*WRITTEN INSTRUCTION*
Return each line from the entries below that contains the string "hiking". Case matters.

Dataset rows:
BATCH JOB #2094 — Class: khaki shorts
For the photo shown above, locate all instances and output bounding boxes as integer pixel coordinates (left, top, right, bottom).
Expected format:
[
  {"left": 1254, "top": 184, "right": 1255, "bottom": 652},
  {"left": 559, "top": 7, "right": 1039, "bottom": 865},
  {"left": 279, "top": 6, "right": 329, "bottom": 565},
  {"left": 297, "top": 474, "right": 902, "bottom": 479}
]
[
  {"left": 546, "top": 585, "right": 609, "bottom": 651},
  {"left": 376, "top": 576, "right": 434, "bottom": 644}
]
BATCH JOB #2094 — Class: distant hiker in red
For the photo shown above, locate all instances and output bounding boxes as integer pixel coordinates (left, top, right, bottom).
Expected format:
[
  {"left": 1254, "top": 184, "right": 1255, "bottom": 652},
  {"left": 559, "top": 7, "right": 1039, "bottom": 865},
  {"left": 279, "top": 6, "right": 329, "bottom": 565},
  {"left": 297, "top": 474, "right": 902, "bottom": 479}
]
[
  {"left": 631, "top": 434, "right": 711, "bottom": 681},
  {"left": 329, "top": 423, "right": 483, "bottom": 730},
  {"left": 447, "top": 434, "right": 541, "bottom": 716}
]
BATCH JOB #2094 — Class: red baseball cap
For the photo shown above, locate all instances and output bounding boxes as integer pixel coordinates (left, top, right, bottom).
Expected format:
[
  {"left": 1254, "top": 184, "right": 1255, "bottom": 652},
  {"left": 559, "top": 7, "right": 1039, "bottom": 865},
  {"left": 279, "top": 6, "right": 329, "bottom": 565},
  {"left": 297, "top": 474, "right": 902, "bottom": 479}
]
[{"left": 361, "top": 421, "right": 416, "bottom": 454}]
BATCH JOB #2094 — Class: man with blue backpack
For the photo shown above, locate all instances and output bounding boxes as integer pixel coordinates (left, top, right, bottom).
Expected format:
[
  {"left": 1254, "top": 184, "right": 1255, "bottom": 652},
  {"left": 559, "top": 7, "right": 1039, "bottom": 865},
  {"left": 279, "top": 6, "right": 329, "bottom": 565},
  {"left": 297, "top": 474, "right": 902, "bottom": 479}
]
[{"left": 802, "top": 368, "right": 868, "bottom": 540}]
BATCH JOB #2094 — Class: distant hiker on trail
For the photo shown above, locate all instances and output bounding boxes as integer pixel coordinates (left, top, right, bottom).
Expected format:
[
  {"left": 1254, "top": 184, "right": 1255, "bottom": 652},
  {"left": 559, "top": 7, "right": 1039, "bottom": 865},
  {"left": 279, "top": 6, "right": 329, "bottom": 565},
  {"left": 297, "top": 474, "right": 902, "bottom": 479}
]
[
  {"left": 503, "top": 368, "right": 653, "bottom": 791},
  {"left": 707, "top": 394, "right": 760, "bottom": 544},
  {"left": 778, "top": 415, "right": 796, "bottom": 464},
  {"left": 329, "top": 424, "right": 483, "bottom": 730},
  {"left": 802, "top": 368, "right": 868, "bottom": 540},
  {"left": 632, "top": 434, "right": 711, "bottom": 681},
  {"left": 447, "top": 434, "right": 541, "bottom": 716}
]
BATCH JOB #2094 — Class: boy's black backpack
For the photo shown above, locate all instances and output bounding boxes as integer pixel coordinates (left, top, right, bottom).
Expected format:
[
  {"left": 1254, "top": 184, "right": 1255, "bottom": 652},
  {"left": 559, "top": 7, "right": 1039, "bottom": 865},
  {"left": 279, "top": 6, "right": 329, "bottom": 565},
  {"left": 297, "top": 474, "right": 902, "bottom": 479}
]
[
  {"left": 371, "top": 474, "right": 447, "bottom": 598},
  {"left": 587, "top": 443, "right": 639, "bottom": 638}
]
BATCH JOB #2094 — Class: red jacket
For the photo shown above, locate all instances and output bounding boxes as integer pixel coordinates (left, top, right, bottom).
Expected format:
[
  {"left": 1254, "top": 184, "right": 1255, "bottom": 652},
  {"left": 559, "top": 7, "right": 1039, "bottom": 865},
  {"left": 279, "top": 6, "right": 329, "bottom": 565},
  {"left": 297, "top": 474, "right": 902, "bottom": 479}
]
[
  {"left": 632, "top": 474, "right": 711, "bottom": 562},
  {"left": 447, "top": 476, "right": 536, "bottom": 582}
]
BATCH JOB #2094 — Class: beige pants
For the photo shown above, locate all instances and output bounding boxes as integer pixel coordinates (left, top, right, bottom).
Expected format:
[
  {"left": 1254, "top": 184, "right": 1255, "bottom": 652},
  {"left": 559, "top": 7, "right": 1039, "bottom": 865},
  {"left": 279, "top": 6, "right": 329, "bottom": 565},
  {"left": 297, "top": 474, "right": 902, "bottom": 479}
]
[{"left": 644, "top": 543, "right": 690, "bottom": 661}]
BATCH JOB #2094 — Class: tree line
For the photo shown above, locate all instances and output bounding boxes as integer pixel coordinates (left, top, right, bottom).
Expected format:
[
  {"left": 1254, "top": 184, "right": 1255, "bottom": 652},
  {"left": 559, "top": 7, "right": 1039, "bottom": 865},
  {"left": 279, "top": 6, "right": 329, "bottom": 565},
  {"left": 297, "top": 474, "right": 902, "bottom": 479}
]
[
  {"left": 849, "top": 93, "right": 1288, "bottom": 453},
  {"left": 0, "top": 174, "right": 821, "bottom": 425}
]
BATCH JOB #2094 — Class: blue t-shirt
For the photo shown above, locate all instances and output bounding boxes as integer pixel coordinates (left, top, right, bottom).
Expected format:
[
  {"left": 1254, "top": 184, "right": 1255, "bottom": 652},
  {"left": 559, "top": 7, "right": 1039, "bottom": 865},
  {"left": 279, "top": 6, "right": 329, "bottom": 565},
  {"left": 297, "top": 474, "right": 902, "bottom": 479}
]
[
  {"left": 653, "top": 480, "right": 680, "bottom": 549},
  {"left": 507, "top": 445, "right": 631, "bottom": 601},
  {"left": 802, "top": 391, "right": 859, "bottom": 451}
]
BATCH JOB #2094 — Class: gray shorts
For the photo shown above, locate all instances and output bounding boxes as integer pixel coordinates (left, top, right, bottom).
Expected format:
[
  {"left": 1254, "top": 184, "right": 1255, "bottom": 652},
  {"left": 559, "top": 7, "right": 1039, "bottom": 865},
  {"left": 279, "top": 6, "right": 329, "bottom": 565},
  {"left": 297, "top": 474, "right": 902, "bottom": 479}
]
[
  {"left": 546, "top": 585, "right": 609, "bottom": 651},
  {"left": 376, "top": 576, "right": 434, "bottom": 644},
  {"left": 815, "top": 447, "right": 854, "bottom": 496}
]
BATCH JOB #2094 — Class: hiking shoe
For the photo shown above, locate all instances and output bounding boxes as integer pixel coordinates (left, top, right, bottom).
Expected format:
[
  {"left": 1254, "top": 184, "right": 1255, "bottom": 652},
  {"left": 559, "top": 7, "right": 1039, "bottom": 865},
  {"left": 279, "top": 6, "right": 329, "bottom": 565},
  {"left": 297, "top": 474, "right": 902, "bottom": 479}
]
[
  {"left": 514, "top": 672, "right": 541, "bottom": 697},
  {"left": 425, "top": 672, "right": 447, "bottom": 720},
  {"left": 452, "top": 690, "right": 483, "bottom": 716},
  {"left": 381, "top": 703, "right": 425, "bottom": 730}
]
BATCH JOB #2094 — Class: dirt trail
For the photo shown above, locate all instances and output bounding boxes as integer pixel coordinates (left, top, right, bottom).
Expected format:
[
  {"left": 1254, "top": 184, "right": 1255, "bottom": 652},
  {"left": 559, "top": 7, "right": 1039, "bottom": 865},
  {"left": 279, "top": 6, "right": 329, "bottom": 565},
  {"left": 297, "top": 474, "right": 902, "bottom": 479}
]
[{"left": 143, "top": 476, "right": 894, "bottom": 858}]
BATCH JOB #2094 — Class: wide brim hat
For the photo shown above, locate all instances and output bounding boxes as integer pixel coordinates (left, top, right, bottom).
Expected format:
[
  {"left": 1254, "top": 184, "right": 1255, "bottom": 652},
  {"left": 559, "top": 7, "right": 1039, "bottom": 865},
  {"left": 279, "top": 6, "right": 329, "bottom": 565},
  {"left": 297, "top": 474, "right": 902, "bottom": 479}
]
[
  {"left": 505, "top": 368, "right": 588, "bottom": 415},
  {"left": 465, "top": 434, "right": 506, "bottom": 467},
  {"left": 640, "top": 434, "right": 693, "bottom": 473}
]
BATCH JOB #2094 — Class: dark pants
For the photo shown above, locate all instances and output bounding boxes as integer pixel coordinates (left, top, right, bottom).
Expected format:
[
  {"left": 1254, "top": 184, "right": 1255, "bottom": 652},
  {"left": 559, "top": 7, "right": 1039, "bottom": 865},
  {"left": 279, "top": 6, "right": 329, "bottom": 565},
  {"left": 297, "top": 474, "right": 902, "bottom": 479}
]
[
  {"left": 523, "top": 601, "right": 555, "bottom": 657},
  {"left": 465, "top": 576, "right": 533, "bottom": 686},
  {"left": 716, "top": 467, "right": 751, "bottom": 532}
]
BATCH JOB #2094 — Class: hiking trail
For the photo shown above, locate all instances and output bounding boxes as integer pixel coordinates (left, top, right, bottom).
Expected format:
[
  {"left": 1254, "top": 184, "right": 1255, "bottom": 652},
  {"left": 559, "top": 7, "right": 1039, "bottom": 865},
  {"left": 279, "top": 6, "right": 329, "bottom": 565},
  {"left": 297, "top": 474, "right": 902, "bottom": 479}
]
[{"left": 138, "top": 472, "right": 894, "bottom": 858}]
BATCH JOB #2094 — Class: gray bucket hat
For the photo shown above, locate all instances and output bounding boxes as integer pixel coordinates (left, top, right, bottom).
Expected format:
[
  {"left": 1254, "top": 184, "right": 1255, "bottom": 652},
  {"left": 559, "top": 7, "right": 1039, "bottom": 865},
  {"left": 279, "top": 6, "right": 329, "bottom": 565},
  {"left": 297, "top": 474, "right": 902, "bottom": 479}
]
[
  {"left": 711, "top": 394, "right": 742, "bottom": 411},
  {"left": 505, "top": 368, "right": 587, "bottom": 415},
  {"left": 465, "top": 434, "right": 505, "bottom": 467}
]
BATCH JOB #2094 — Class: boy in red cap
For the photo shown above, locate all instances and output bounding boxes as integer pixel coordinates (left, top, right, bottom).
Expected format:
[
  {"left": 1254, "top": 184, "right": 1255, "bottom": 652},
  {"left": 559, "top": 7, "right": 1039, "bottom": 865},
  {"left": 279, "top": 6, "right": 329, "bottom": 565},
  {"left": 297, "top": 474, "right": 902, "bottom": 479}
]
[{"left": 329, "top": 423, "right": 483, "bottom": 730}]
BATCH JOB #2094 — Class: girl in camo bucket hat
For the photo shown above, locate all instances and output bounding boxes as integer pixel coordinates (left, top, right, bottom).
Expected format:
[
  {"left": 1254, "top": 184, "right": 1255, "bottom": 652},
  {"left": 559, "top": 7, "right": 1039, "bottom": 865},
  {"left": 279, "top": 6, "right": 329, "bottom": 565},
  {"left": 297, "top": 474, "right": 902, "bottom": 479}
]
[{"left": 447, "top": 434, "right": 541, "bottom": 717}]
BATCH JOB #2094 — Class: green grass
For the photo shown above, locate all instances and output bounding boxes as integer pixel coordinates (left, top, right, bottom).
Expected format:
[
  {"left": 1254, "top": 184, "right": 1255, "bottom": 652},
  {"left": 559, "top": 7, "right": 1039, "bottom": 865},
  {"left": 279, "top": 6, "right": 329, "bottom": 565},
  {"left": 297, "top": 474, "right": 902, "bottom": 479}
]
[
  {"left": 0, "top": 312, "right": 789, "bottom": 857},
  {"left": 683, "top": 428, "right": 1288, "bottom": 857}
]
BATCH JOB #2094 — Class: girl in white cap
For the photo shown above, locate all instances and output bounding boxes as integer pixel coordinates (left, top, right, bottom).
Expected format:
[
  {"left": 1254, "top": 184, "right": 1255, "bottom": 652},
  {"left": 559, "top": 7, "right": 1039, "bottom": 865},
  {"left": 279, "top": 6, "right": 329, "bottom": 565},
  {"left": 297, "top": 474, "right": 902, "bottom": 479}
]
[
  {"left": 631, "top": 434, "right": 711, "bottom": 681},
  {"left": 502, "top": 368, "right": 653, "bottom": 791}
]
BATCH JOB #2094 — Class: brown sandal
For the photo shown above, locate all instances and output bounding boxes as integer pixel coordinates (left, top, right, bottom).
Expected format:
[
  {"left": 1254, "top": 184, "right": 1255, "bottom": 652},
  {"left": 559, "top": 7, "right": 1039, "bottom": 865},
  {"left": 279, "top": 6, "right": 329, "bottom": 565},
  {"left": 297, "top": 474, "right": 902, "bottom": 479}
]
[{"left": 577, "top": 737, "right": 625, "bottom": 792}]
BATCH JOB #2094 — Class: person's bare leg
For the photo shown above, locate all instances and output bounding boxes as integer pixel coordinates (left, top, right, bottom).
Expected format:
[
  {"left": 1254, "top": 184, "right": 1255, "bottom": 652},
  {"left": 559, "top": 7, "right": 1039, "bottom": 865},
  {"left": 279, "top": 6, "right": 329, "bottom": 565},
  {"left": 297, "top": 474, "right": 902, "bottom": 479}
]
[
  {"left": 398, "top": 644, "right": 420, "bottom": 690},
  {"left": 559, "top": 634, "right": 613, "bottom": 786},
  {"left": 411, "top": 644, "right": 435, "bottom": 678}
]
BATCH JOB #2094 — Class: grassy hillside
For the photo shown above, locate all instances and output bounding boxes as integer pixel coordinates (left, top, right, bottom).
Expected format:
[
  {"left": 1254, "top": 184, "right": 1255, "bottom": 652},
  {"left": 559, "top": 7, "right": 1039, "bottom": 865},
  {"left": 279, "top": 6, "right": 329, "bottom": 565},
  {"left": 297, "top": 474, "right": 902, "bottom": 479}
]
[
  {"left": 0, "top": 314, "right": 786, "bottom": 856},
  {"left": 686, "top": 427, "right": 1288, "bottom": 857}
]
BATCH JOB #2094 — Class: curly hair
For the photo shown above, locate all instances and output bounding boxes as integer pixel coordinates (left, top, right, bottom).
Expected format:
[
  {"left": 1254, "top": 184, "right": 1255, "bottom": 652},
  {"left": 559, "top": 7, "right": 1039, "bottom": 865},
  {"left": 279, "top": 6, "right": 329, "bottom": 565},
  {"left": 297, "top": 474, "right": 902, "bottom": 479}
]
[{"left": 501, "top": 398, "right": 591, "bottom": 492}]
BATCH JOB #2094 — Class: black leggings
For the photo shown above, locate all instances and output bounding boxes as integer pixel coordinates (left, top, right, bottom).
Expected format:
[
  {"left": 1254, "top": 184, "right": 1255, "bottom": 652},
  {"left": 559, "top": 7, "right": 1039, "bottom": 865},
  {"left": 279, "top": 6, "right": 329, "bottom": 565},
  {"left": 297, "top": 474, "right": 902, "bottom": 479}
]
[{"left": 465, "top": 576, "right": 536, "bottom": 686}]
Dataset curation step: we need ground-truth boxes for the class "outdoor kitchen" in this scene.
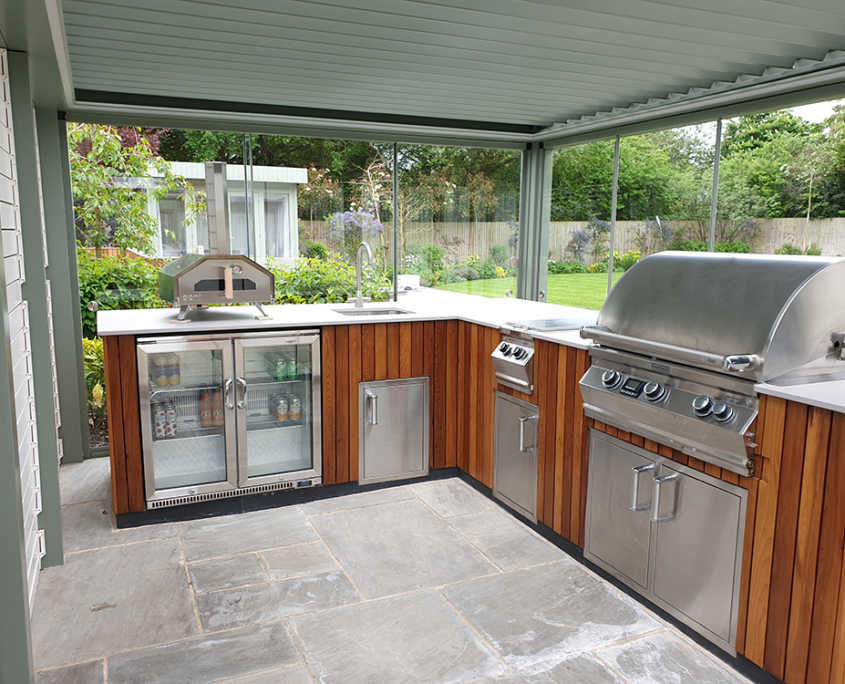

*EXERCISE RESULT*
BATCH JOB #2094 — Class: hiking shoe
BATCH JOB #2094 — Class: hiking trail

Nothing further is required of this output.